ENTRIES PROVIDED start

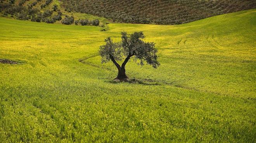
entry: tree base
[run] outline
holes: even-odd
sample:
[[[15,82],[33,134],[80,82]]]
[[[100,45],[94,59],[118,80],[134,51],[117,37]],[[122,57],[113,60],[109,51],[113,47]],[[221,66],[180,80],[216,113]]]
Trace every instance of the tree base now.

ENTRIES PROVIDED end

Please rewrite the listing above with every "tree base" changed to "trunk base" and everything else left unchanged. Leave the pictures out.

EXERCISE RESPONSE
entry: trunk base
[run] outline
holes: even-odd
sample:
[[[15,82],[33,134],[80,82]]]
[[[100,45],[94,59],[118,80],[134,51],[117,37]],[[122,57],[113,60],[109,51],[113,47]],[[221,66],[180,80],[216,113]]]
Trace every instance of the trunk base now.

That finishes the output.